◆ Task brief ◆
Copy out every line below that contains the word "woman".

Begin

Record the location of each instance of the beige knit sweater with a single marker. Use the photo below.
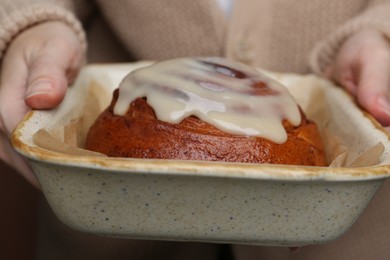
(278, 35)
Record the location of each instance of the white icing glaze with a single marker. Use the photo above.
(207, 88)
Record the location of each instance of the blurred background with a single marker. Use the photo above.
(18, 218)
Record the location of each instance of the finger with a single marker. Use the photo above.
(50, 73)
(343, 75)
(12, 81)
(374, 86)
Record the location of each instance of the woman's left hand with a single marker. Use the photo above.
(362, 66)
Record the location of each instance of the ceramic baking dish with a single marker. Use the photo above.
(205, 201)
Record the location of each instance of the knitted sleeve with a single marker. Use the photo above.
(376, 17)
(18, 15)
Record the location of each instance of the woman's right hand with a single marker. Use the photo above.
(36, 70)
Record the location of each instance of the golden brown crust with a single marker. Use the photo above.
(139, 134)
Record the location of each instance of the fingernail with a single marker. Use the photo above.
(39, 87)
(383, 103)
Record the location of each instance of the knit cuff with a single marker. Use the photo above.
(325, 51)
(12, 22)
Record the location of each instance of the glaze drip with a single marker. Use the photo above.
(231, 96)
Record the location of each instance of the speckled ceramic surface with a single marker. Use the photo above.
(203, 201)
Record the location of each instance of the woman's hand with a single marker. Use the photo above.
(362, 66)
(36, 70)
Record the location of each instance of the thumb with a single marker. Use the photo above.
(373, 89)
(49, 76)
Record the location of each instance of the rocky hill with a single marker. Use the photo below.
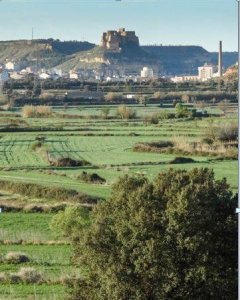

End

◆ Completed exercise ◆
Record the location of each instance of the woman's left hand with a single marker. Use the photo above.
Record the location of each instance of the woman's right hand with a single marker. Use the photo above.
Record the location of each instance of the woman's hand with a single marker. Use the photo above.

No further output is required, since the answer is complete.